START
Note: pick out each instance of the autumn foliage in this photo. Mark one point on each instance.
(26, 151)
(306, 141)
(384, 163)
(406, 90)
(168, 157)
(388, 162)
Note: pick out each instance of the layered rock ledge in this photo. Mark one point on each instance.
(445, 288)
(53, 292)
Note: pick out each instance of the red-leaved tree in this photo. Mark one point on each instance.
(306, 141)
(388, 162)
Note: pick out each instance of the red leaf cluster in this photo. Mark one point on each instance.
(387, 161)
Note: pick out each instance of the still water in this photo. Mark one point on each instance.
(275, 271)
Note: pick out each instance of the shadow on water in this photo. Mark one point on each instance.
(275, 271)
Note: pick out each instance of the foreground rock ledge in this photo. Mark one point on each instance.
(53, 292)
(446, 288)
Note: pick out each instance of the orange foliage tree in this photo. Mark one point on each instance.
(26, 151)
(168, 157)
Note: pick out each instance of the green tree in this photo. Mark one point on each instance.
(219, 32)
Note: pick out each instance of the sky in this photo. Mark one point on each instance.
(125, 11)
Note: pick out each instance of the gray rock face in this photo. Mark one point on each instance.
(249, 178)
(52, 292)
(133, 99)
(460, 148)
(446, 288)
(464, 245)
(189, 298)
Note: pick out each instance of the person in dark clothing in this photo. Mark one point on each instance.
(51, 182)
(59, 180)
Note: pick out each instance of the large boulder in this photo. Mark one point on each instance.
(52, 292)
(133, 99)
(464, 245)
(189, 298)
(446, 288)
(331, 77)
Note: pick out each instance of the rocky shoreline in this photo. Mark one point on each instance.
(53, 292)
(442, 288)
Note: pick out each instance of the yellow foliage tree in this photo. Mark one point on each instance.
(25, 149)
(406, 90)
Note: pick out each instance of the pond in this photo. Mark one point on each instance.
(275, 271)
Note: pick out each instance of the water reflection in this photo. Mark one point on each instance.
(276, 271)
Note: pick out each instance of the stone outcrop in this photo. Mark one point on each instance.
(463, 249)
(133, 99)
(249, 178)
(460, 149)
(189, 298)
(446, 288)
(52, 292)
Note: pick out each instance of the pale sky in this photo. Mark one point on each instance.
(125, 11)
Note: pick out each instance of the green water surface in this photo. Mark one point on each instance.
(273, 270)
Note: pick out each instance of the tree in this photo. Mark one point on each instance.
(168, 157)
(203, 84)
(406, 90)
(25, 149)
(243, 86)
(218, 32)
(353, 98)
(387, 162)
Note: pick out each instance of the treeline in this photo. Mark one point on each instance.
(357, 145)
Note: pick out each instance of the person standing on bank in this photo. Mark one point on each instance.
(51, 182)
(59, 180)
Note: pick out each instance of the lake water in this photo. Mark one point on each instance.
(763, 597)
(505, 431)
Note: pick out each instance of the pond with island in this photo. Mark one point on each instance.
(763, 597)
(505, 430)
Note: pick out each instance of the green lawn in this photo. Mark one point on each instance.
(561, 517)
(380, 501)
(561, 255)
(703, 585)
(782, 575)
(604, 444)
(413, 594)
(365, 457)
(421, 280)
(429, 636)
END
- _What to produce_: Would you reproduce the material above in full, exactly as given?

- _Answer to this problem_:
Note: pick out each instance of the autumn foliage in this photo. Mark one point on each instance.
(26, 151)
(306, 141)
(384, 163)
(406, 90)
(168, 157)
(388, 162)
Note: pick out each instance of the layered rock ledge in this photo. Mark one point on each instance.
(445, 288)
(53, 292)
Note: pick out each instance of the red-leaved tree in this photo. Mark one point on each instance.
(306, 141)
(388, 162)
Note: pick out each instance of the red leaf cluster in this photo. Mark one point on each instance.
(387, 161)
Note: pick out each instance of the still water in this photo. Mark one point on each instance.
(275, 271)
Note: pick out each instance of the shadow on water in this photo. Mark one point on each instance.
(275, 271)
Note: pick out each instance of the foreground rock ledge in this photo. Mark one point on each instance.
(53, 292)
(446, 288)
Note: pick out each instance of the orange foliage tree in this photo. Mark one point on each instance.
(26, 151)
(168, 157)
Note: pick out each instance of the green tree in this photo. Mark one point on each instance.
(219, 32)
Note: pick out each instance of the sky in this photo. Mark one point on each instance.
(125, 11)
Note: pick out each instance of the gray rock face in this photo. Mark one point on each instance.
(249, 178)
(52, 292)
(133, 99)
(460, 148)
(446, 288)
(464, 245)
(189, 298)
Note: pick out each instance of the person in dark clothing in this photo. Mark one point on each instance.
(51, 182)
(59, 180)
Note: pick out each instance of the large boulder in this photo. Mark one point on each instance.
(52, 292)
(133, 99)
(464, 245)
(189, 298)
(446, 288)
(331, 77)
Note: pick out each instance of the rocky shoreline in this photo. Mark one point on each instance.
(53, 292)
(442, 288)
Note: pick out each instance of the yellow foliage tree in this photo. Mark one point on each instance.
(25, 149)
(406, 90)
Note: pick out each instance of the pond in this photo. Mark one point on each instance.
(275, 271)
Note: pick out each instance of the water reflection in this photo. Mark one point on each instance.
(276, 271)
Note: pick out each instance of the stone outcrop in this photo. Mark one point on each instance.
(463, 249)
(133, 99)
(249, 178)
(460, 149)
(189, 298)
(446, 288)
(52, 292)
Note: pick out each instance of the pale sky in this photo. Mark one point on each instance.
(125, 11)
Note: pick out each instance of the green water surface in this photo. Mark one point on each instance.
(273, 270)
Note: pick out each instance of the tree in this photo. Mark one point on each instance.
(168, 157)
(203, 84)
(406, 90)
(25, 149)
(243, 86)
(218, 32)
(353, 98)
(387, 162)
Note: pick out each instance of the treeline in this photo. Mark one point on each instance.
(357, 145)
Note: pick out each instance of the person standing on bank in this photo. Mark one point on each instance.
(51, 182)
(59, 180)
Note: pick out each instance of the lake water in this photo. Mark one point on each instance.
(763, 597)
(505, 431)
Note: pick out each instance of the pond with island in this photo. Mark one point on each instance.
(763, 597)
(505, 430)
Note: pick out each instance of the green lawn in this photo. Mark one point on each instance.
(561, 517)
(380, 501)
(561, 255)
(703, 585)
(782, 575)
(604, 444)
(413, 594)
(365, 457)
(421, 280)
(429, 636)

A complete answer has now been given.